Saved entries

━━━━━━━━━━━━━━━━━━━━━━━━━━━━━━

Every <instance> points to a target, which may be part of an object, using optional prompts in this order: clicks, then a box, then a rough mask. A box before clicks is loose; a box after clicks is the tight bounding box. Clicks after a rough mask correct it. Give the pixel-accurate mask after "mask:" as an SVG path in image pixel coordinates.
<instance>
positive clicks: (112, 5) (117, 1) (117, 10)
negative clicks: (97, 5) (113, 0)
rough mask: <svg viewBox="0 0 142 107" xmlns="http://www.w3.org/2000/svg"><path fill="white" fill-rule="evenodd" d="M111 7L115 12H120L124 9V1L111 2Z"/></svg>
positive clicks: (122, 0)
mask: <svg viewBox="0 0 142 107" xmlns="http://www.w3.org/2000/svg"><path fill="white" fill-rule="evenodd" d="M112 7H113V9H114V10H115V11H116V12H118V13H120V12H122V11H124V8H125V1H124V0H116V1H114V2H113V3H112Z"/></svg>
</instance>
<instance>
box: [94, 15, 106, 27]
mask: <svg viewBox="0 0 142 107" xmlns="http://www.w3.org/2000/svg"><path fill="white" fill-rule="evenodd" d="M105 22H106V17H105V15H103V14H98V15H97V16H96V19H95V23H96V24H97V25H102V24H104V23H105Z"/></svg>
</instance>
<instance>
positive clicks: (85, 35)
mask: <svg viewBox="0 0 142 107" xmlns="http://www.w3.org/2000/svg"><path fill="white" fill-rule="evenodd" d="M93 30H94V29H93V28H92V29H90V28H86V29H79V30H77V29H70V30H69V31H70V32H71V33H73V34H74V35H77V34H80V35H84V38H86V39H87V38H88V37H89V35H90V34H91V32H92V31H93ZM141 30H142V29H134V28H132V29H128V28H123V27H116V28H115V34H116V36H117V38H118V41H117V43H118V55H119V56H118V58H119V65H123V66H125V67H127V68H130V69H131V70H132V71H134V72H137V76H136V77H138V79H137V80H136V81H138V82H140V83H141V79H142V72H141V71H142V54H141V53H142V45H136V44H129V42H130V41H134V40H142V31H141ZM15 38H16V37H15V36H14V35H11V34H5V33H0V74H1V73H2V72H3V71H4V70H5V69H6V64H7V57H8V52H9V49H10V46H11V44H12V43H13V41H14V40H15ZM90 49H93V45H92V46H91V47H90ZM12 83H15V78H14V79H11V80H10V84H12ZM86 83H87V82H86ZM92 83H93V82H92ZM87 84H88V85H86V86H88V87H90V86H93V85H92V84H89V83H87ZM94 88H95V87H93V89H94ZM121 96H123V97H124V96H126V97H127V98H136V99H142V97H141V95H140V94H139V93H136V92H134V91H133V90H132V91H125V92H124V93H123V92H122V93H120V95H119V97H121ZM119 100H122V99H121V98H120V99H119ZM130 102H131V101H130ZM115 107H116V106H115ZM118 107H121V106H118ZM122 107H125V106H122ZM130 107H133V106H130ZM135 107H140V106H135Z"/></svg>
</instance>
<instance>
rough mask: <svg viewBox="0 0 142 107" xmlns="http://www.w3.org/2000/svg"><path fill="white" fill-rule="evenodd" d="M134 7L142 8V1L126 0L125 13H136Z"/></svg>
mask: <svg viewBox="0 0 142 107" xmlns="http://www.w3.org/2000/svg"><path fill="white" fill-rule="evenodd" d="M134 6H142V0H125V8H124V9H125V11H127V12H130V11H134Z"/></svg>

━━━━━━━━━━━━━━━━━━━━━━━━━━━━━━

Transcribe every line above, character for character.

Result below:
Every <instance> points to a target, which may be part of an object, using optional prompts in this order: clicks, then a box, then a rough mask. A box before clicks is loose; a box after clicks is the tight bounding box. Clicks after a rough mask correct it. Give the pixel-accurate mask after "mask:" as an SVG path in image pixel coordinates.
<instance>
positive clicks: (112, 5) (117, 1) (117, 10)
negative clicks: (97, 5) (113, 0)
rough mask: <svg viewBox="0 0 142 107" xmlns="http://www.w3.org/2000/svg"><path fill="white" fill-rule="evenodd" d="M111 7L115 12H120L124 9V1L111 2Z"/></svg>
positive clicks: (122, 0)
mask: <svg viewBox="0 0 142 107" xmlns="http://www.w3.org/2000/svg"><path fill="white" fill-rule="evenodd" d="M112 7H113V9H114V10H115V11H116V12H118V13H120V12H122V11H124V8H125V1H124V0H116V1H114V2H113V3H112Z"/></svg>
</instance>
<instance>
box: [94, 15, 106, 27]
mask: <svg viewBox="0 0 142 107" xmlns="http://www.w3.org/2000/svg"><path fill="white" fill-rule="evenodd" d="M105 22H106V17H105V15H103V14H98V15H97V16H96V19H95V23H96V24H97V25H102V24H104V23H105Z"/></svg>
</instance>
<instance>
positive clicks: (85, 35)
mask: <svg viewBox="0 0 142 107" xmlns="http://www.w3.org/2000/svg"><path fill="white" fill-rule="evenodd" d="M93 30H94V29H93V28H92V29H90V28H86V29H79V30H77V29H70V30H69V31H70V32H71V33H73V34H74V35H77V34H80V35H84V38H86V39H87V38H88V37H89V35H90V34H91V32H92V31H93ZM141 30H142V29H134V28H132V29H128V28H123V27H116V28H115V34H116V36H117V38H118V41H117V43H118V55H119V56H118V58H119V65H123V66H125V67H127V68H130V69H131V70H132V71H134V72H137V76H136V77H138V79H137V80H136V81H138V82H140V83H141V79H142V72H141V71H142V54H141V53H142V45H136V44H129V42H130V41H134V40H142V31H141ZM15 38H16V37H15V36H14V35H11V34H5V33H0V74H1V73H2V72H3V71H4V70H5V69H6V64H7V57H8V52H9V49H10V46H11V44H12V43H13V41H14V40H15ZM90 49H93V45H92V46H91V47H90ZM12 83H15V78H14V79H11V80H10V84H12ZM86 83H87V82H86ZM92 83H93V82H92ZM87 84H88V85H86V86H88V87H90V86H93V85H92V84H89V83H87ZM94 88H95V87H93V89H94ZM121 96H123V97H124V96H126V97H127V98H136V99H142V97H141V95H140V94H139V93H136V92H134V91H133V90H132V91H125V92H124V93H123V92H122V93H120V95H119V97H121ZM119 100H122V99H121V98H120V99H119ZM130 102H131V101H130ZM115 107H116V106H115ZM118 107H121V106H118ZM122 107H125V106H122ZM130 107H133V106H130ZM135 107H140V106H135Z"/></svg>
</instance>
<instance>
rough mask: <svg viewBox="0 0 142 107" xmlns="http://www.w3.org/2000/svg"><path fill="white" fill-rule="evenodd" d="M134 7L142 8V1L126 0L125 13H136Z"/></svg>
mask: <svg viewBox="0 0 142 107" xmlns="http://www.w3.org/2000/svg"><path fill="white" fill-rule="evenodd" d="M134 6H142V0H125V8H124V9H125V11H127V12H130V11H134Z"/></svg>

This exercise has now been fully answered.